▸ Petunjuk Pengerjaan:
[a] Tentukan apakah setiap pernyataan berikut sesuai dengan kutipan tentang dermatofitosis. Jawab dengan ya atau tidak, lalu kutip kata-kata kutipan yang menjadi penentunya. (i) Jamur zoofilik berasal dari binatang. (ii) Tinea barbae mengenai kuku jari tangan dan kaki. (iii) Tinea korporis yang terjadi di seluruh tubuh disebut tinea imbrikata.
[b] Lanjutkan kutipan tentang dermatofitosis mulai dari kalimat terakhirnya.

▸ Kutipan yang Diberikan:
......

Penularan terjadi melalui kontak langsung dengan agen penyebab. Sumber penularan dapat berasal dari manusia (jamur antropofilik), binatang (jamur zoofilik) atau dari tanah (jamur geofilik).
Klasifikasi dermatofitosis yang praktis adalah berdasarkan lokasi, yaitu antara lain:
a. Tinea kapitis, dermatofitosis pada kulit dan rambut kepala.
b. Tinea barbae, dermatofitosis pada dagu dan jenggot.
c. Tinea kruris, pada daerah genitokrural, sekitar anus, bokong, dan perut bagian bawah.
d. Tinea pedis et manum, pada kaki dan tangan.
e. Tinea unguium, pada kuku jari tangan dan kaki.
f. Tinea korporis, pada bagian lain yang tidak termasuk bentuk 5 tinea di atas. Bila terjadi di seluruh tubuh disebut dengan tinea imbrikata.
Tinea pedis banyak didapatkan pada orang yang dalam kehdupan sehari-hari banyak memakai sepatu tertutup disertai perawatan kaki yang buruk dan para pekerja dengan kaki yang selalu atau sering basah. Tinea kruris merupakan salah satu bentuk klinis yang sering dilihat di Indonesia.

......

▸ Data Terekam:
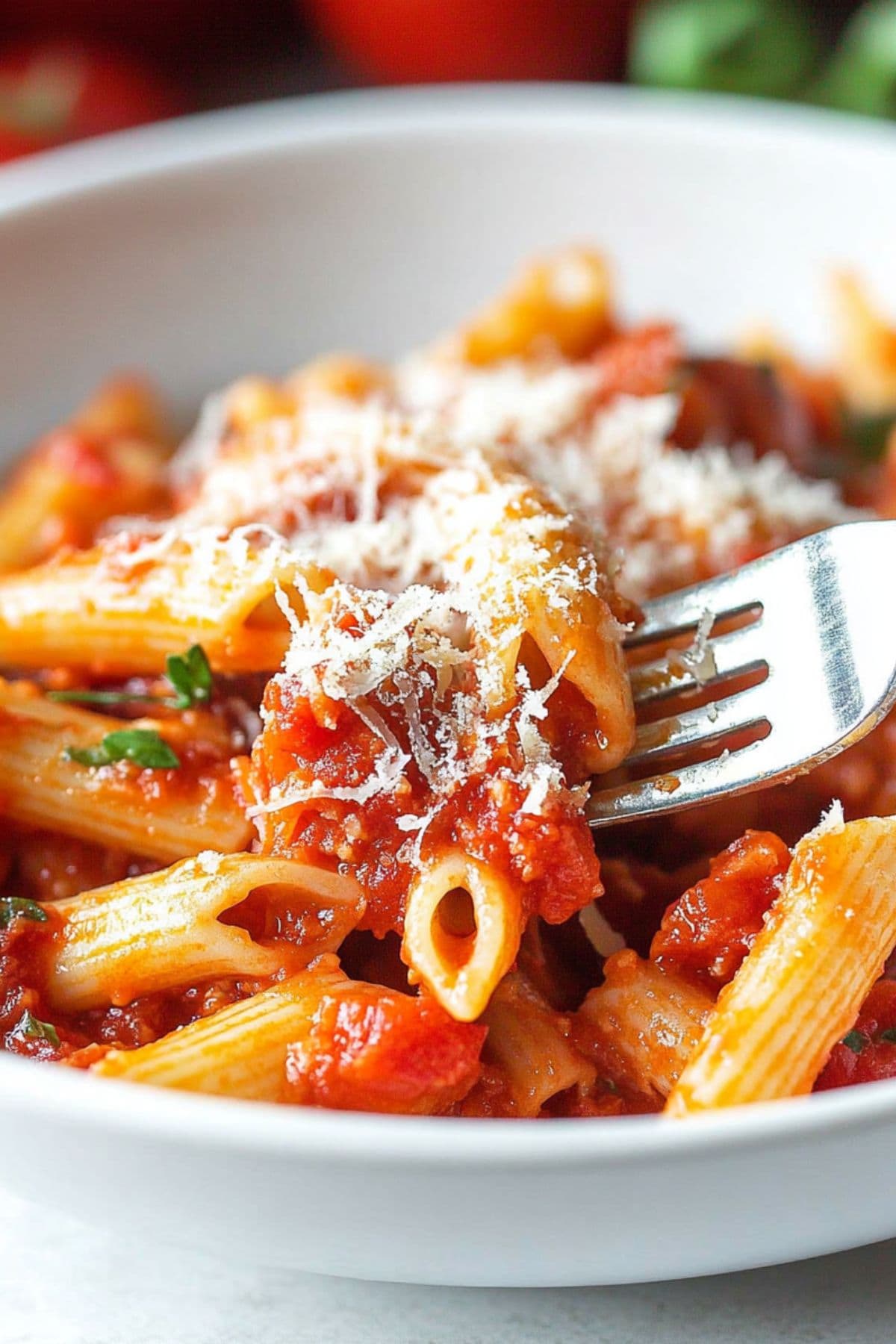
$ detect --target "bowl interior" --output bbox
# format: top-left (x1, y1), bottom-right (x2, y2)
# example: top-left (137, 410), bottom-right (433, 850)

......

▸ Jawaban Tiap Tugas:
[a]
(i) Ya: "binatang (jamur zoofilik)"
(ii) Tidak: "Tinea barbae, dermatofitosis pada dagu dan jenggot."
(iii) Ya: "Bila terjadi di seluruh tubuh disebut dengan tinea imbrikata."

[b]
Hasil Anamnesis (Subjective) Keluhan
Pada sebagian besar infeksi dermatofita, pasien datang dengan bercak merah bersisik yang gatal. Adanya riwayat kontak dengan orang yang mengalami dermatofitosis.
Faktor Risiko
a. Lingkungan yang lembab dan panas
b. Imunodefisiensi
c. Obesitas
d. Diabetes Melitus
Hasil Pemeriksaan Fisik dan Penunjang Sederhana (Objective)
Pemeriksaan Fisik Gambaran umum:
Lesi berbentuk infiltrat eritematosa, berbatas tegas, dengan bagian tepi yang lebih aktif daripada bagian tengah, dan konfigurasi
polisiklik. Lesi dapat dijumpai di daerah kulit berambut terminal, berambut velus (glabrosa) dan kuku.
Pemeriksaan Penunjang
Bila diperlukan, dapat dilakukan pemeriksaan mikroskopis dengan KOH, akan ditemukan hifa panjang dan artrospora.
Penegakan Diagnosis (Assessment) Diagnosis Klinis
Diagnosis ditegakkan berdasarkan anamnesis dan pemeriksaan fisik. Bila diperlukan dilakukan pemeriksaan penunjang.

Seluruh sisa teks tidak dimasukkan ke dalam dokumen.